◆ **Work to be completed**
Locate the line that contains "Note: identify the mascot face". Copy it and every following line through the end of the records, exactly, and include nothing else.

___ Data records

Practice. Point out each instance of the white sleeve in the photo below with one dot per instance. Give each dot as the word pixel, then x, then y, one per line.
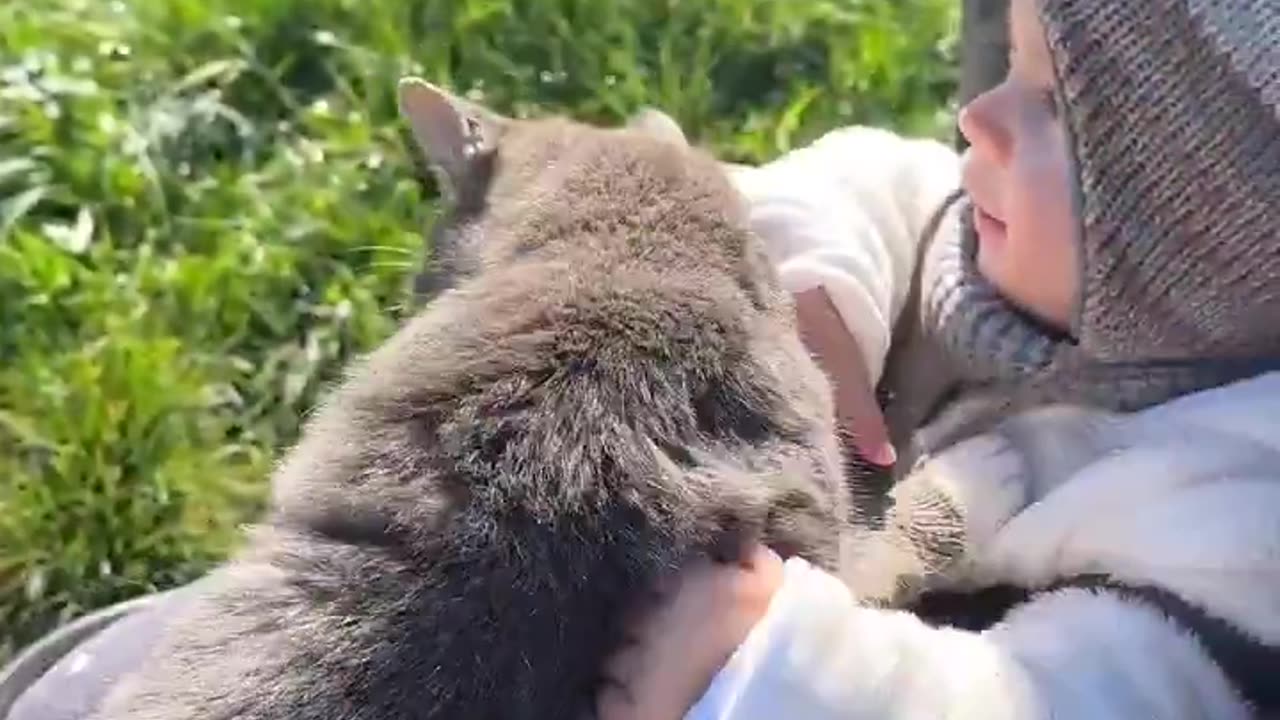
pixel 846 213
pixel 1074 654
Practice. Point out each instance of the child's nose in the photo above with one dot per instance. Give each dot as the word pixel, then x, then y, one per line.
pixel 979 123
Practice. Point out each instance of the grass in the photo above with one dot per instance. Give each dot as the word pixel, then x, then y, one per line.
pixel 206 208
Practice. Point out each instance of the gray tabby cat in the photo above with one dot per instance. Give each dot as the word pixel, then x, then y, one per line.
pixel 608 384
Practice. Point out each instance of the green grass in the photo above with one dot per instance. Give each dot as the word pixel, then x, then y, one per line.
pixel 206 208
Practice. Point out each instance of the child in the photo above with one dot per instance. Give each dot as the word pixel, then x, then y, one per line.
pixel 1116 249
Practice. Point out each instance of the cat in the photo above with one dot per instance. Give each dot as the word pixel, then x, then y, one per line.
pixel 607 382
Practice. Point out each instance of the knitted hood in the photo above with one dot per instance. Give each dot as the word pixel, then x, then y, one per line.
pixel 1173 110
pixel 1173 114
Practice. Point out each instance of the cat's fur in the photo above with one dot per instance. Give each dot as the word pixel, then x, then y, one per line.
pixel 609 383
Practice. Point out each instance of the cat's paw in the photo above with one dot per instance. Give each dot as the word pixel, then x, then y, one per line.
pixel 982 483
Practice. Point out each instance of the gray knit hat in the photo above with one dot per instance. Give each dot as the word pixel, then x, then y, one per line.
pixel 1173 109
pixel 1173 112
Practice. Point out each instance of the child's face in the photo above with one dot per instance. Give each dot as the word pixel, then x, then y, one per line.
pixel 1018 177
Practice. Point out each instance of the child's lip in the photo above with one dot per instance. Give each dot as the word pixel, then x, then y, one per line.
pixel 990 228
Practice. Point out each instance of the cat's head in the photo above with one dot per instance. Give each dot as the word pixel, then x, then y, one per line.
pixel 487 164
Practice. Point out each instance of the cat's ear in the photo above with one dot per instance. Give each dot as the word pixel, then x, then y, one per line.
pixel 658 124
pixel 452 133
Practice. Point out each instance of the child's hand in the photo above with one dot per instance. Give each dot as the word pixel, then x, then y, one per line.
pixel 837 352
pixel 688 637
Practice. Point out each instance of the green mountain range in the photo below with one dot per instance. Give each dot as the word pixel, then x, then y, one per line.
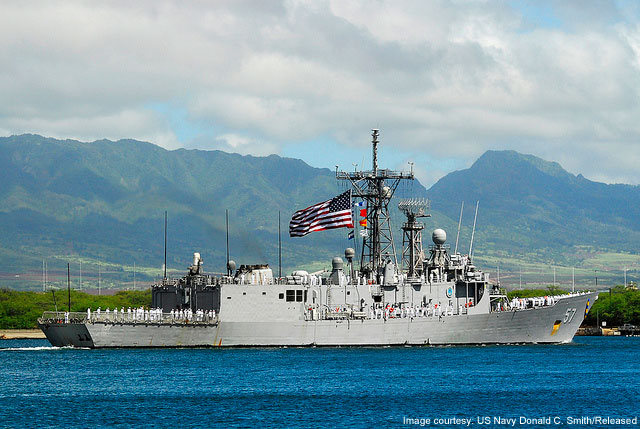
pixel 102 205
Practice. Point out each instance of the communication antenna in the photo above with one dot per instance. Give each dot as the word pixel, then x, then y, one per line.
pixel 227 224
pixel 165 246
pixel 69 285
pixel 473 231
pixel 459 224
pixel 376 187
pixel 412 253
pixel 279 248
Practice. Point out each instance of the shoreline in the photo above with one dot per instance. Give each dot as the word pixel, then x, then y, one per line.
pixel 21 334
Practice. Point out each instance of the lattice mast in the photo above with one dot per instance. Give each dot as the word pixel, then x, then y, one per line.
pixel 412 252
pixel 376 187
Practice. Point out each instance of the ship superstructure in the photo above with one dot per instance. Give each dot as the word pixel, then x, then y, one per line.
pixel 438 297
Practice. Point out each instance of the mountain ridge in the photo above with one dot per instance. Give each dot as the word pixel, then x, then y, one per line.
pixel 105 201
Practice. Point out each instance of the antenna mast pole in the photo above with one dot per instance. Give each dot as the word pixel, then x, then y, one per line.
pixel 376 187
pixel 226 213
pixel 165 246
pixel 459 225
pixel 474 230
pixel 69 285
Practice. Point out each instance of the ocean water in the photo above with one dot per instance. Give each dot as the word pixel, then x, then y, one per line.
pixel 593 377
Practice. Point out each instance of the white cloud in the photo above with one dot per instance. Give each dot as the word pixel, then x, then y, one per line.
pixel 447 79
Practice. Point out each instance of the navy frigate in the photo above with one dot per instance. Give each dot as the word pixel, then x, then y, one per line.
pixel 434 296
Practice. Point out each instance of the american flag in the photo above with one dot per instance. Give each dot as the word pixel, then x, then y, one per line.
pixel 330 214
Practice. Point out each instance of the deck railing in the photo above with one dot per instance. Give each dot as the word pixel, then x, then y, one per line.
pixel 130 318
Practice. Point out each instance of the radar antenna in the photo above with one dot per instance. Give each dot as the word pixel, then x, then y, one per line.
pixel 376 187
pixel 412 253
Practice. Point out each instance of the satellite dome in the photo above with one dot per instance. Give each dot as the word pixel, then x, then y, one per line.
pixel 439 236
pixel 349 253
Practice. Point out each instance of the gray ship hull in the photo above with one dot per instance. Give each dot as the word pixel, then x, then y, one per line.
pixel 552 324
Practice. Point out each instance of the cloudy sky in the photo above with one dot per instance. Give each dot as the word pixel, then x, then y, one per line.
pixel 444 81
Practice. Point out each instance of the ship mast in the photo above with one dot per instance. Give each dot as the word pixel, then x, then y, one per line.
pixel 376 187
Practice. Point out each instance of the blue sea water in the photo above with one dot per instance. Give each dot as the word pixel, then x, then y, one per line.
pixel 41 386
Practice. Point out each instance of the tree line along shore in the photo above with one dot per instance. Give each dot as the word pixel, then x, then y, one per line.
pixel 20 310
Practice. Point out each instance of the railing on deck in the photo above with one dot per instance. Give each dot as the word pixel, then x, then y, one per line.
pixel 128 318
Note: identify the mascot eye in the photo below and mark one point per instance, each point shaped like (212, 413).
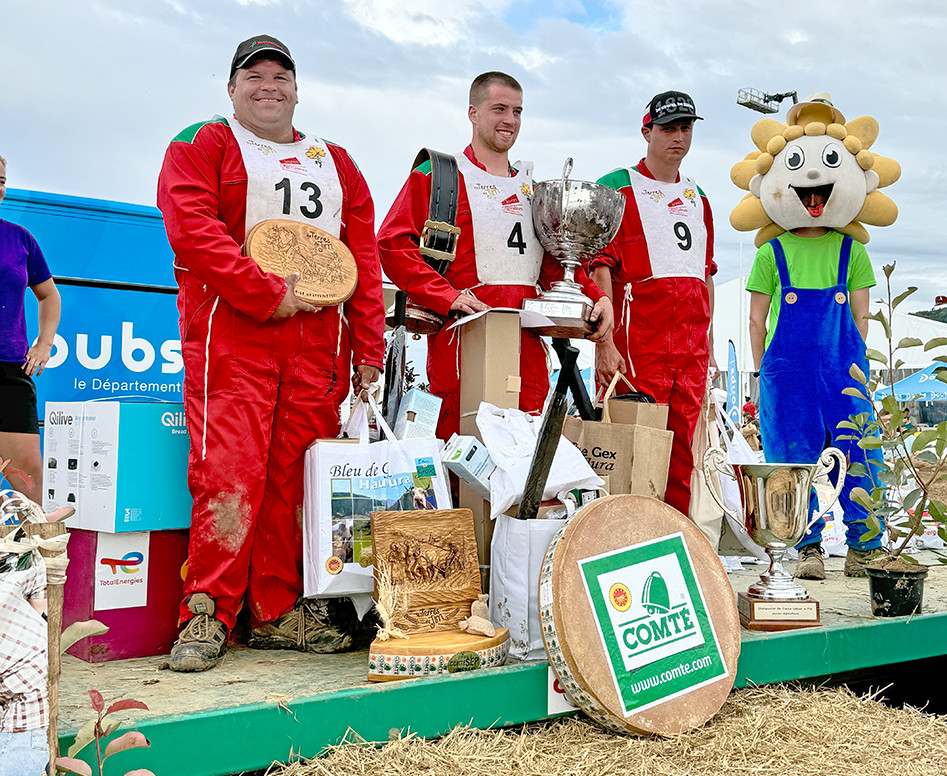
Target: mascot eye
(794, 157)
(831, 155)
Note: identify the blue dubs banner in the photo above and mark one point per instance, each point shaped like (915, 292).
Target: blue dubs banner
(734, 405)
(112, 340)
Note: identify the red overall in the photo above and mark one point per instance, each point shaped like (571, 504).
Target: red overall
(661, 329)
(398, 246)
(257, 392)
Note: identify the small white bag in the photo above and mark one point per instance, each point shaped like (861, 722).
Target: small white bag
(510, 435)
(345, 482)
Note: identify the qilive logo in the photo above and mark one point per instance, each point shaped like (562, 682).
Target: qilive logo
(653, 621)
(175, 421)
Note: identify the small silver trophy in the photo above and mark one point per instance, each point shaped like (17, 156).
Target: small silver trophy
(574, 220)
(775, 500)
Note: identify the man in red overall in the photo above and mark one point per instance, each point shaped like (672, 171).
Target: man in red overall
(658, 273)
(264, 371)
(499, 260)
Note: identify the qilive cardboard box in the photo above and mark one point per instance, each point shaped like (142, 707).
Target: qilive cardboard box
(130, 582)
(121, 464)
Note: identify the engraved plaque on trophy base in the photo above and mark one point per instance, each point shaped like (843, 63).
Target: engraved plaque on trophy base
(570, 319)
(756, 614)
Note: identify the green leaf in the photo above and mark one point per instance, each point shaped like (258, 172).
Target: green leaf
(937, 342)
(84, 737)
(860, 496)
(902, 296)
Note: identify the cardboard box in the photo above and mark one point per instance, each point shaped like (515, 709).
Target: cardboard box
(469, 459)
(489, 364)
(132, 583)
(122, 465)
(417, 415)
(638, 413)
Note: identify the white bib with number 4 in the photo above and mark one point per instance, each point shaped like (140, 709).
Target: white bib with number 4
(672, 216)
(507, 249)
(297, 181)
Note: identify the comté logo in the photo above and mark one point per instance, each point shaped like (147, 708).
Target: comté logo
(292, 165)
(512, 205)
(620, 597)
(128, 563)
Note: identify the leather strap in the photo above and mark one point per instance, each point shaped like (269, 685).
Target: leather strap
(438, 243)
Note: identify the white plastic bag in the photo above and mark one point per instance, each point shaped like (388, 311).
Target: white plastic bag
(510, 436)
(516, 558)
(345, 482)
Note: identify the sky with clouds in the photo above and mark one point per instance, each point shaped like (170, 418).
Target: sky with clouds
(93, 91)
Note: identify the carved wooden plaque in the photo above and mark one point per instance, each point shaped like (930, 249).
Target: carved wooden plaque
(327, 270)
(430, 556)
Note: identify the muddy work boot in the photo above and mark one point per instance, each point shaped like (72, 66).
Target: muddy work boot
(856, 560)
(203, 640)
(810, 564)
(319, 625)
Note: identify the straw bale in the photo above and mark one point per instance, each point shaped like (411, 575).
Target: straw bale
(766, 731)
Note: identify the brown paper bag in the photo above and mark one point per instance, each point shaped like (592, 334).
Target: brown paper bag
(618, 410)
(634, 458)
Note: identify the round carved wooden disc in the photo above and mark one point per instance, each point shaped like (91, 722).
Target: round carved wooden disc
(327, 269)
(638, 617)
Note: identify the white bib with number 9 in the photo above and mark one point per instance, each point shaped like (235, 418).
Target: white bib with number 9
(507, 249)
(672, 216)
(297, 181)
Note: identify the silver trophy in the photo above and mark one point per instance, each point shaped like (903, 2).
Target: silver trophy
(574, 220)
(775, 501)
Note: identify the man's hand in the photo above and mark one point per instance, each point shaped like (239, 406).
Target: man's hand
(604, 315)
(291, 303)
(467, 303)
(608, 361)
(36, 359)
(363, 377)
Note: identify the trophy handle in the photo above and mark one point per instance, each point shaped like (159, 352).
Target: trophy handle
(714, 460)
(827, 461)
(566, 172)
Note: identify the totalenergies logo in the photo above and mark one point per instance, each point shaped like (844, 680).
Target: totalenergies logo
(129, 563)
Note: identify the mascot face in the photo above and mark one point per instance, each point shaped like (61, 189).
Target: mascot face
(814, 181)
(814, 170)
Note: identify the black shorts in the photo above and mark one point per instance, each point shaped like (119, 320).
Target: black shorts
(17, 400)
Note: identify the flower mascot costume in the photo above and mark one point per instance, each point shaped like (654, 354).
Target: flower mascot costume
(813, 183)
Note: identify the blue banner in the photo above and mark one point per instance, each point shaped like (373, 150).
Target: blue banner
(734, 405)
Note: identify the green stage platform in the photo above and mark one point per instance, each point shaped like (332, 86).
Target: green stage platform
(261, 706)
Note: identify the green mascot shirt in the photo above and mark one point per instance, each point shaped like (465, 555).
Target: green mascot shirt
(812, 263)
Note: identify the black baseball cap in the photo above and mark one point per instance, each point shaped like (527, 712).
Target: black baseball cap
(667, 107)
(261, 46)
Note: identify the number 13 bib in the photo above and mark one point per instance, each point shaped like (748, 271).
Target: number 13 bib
(672, 216)
(297, 181)
(507, 249)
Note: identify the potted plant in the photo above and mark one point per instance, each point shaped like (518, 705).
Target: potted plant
(914, 461)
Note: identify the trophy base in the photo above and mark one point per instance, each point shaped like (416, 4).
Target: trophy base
(773, 615)
(570, 319)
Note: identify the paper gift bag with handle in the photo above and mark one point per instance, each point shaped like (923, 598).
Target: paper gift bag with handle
(635, 458)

______

◆ **Exercise result**
Note: identify the mascot face in the photo above and mark one point per instance, each point shaped like (61, 189).
Target: mascot face
(814, 181)
(814, 170)
Note: identify the black shorts in the photo above and mark one point per instance, each point shaped like (119, 320).
Target: black shorts
(17, 400)
Note: identify the flower mascot costume in the photo above and mark one point per instance, each point shaped like (654, 354).
Target: flower mascot costume
(813, 183)
Note: identify the blue banner in the photo above and mark one point per instance, each point shaped like (373, 150).
Target: blue banner
(734, 405)
Note: identify the green stage platform in the photo above and mark one point per instance, each point shaped like (332, 86).
Target: green stage platform
(261, 706)
Note: identify the green mascot shirt in the photo above and mark one point per instance, each point shaped like (465, 555).
Target: green mascot shirt
(812, 263)
Note: identify the black baseball cap in the photo above and mark one point per instance, each point shaped like (527, 712).
Target: black baseball cap
(667, 107)
(261, 46)
Note: identify the number 13 bib in the photo above and mark one point per instance, each point shaped like (748, 271).
Target: number 13 bib
(672, 216)
(297, 181)
(507, 249)
Note: identify the potted plant in the photo above and mark one point per instance, each point shaped like (518, 705).
Target: potted plant
(914, 461)
Note: identify the trophy base in the photo above and mark one point per instance, each point shaped like (416, 4).
Target: trophy base
(773, 615)
(570, 319)
Note: identify the paper gift bag with handle in the photo above and mark one point per instance, each point shaped like (923, 598).
Target: paper gift bag with handle
(635, 458)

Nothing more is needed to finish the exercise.